Required work ::
Retype the material below word for word, keeping every line intact.

══ Given data ══

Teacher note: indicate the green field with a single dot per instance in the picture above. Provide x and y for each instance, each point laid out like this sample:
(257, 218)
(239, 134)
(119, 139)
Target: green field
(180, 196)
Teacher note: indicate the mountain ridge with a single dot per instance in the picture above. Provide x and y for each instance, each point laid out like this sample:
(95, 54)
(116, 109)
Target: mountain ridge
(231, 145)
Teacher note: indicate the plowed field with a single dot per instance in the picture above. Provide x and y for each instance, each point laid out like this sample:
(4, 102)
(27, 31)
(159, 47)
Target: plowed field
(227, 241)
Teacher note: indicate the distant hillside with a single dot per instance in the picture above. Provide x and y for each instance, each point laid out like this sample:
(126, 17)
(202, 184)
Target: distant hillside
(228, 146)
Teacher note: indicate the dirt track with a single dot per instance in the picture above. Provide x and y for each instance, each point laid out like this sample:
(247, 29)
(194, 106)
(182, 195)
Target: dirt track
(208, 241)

═══

Task output ::
Teacher note: indicate the green field with a single dot per instance in the picture above. Provide x and y for each instance, each point laid out like this sample:
(257, 218)
(239, 134)
(119, 139)
Target: green field
(180, 196)
Teacher note: indicate the mountain ridge with a single dot per instance in the picture above. Provide x and y for each instance, each point laid out like this sample:
(95, 54)
(116, 109)
Target: mountain ridge
(231, 145)
Teacher note: indicate the plowed field with a single dot per instance in the picture above. Provide x and y for each instance, each point laid out like this sample:
(4, 102)
(27, 31)
(159, 47)
Target: plowed field
(227, 241)
Teacher note: indicate the distant hillside with a single dot per instance in the picture above. Provide x and y for each instance, each point laid out like this sample:
(126, 17)
(202, 184)
Target: distant hillside
(228, 146)
Teacher note: indicate the dirt track with a single dot per instance in the picture above. Provide x and y for each instance, each point laid out like this sample:
(247, 29)
(194, 106)
(182, 195)
Target: dirt track
(208, 241)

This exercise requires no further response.